--- PAGE EXTRACT ---

You could write an entire book on the health benefits of regular exercise. Exercise helps us to manage our weight, reduce our risk of heart disease, improve our mood, boost our energy, and promote better sleep, just to mention a handful of examples.
But what about our hearing? Can exercise also protect against age-related hearing loss?
According to a new study by the University of Florida, we can add enhanced hearing to the list of the rewards of exercise. Here’s what they discovered.
Researchers at the University of Florida started by arranging the mice into two groups. The first group of mice had access to a running wheel while the second group did not. The researchers then measured how far each of the mice ran individually on the running wheel.
On average, the group of exercising mice ran 7.6 miles per day at 6 months (25 human years) and 2.5 miles per day at 24 months (60 human years). Researchers then compared this group of exercising mice with the control group of sedentary mice.
Researchers compared the markers of inflammation in the group of exercising mice with the group of sedentary mice. The exercising group was able to keep most indicators of inflammation to about half the levels of the inactive group.
Why is this noteworthy? Researchers believe that age-related inflammation impairs the structures of the inner ear (strial capillaries and hair cells). In fact, the non-exercising mice with increased inflammation lost the structures of the inner ear at a much faster rate than the exercising group.

--- SOURCE INFORMATION ---

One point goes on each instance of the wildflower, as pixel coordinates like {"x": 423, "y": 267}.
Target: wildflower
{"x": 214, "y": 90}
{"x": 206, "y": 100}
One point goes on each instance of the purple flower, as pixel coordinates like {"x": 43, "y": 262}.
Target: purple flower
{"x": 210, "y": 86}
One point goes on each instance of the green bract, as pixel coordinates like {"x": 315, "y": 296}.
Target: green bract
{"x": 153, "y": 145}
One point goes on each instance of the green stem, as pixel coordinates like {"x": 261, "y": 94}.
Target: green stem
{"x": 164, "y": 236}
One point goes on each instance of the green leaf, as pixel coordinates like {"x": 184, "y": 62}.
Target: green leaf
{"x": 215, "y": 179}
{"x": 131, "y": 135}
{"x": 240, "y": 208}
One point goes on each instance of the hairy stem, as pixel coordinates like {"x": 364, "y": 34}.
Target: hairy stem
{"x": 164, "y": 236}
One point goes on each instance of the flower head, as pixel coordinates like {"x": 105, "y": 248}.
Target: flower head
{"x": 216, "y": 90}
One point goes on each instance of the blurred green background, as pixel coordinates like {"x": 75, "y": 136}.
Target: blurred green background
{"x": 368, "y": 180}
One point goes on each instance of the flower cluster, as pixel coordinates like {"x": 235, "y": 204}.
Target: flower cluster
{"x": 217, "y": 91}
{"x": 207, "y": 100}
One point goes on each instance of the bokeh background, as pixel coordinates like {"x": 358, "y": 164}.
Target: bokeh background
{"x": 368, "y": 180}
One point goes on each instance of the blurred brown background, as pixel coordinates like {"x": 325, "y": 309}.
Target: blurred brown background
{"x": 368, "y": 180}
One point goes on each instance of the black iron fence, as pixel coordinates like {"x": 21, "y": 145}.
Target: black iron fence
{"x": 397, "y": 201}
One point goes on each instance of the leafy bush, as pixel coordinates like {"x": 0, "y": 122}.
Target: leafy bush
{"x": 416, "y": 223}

---

PROBLEM SET ->
1. Answer from the passage on exercise and hearing:
(a) Which university carried out the new study?
(b) On average, how many miles per day did the exercising mice run at 6 months?
(c) Which structures of the inner ear do researchers believe age-related inflammation impairs?
2. Duplicate part of the passage on exercise and hearing word for word. Begin at the words "You could write" and stop after "handful of examples.".
3. Pick up the passage on exercise and hearing after its last sentence and carry it forward.

ANSWERS BY TASK ->
1.
(a) The University of Florida.
(b) 7.6 miles per day.
(c) The strial capillaries and hair cells.

2.
You could write an entire book on the health benefits of regular exercise. Exercise helps us to manage our weight, reduce our risk of heart disease, improve our mood, boost our energy, and promote better sleep, just to mention a handful of examples.

3.
This produced a 20 percent hearing loss in sedentary mice in comparison with a 5 percent hearing loss in the active mice.
For people, this means that age-related inflammation can injure the anatomy of the inner ear, resulting in age-related hearing loss. By exercising, however, inflammation can be lessened and the anatomy of the inner ear—together with hearing—can be preserved.
Additional studies are ongoing, but experts believe that regular exercise suppresses inflammation and generates growth factors that help with circulation and oxygenation of the inner ear. If that’s true, then regular exercise might be one of the most useful ways to lessen hearing loss into old age.
Close to two-thirds of those age 70 and older have age-related hearing loss. Pinpointing the variables that bring about hearing loss and the prevention of injury to the inner ear has the potential to help millions of people.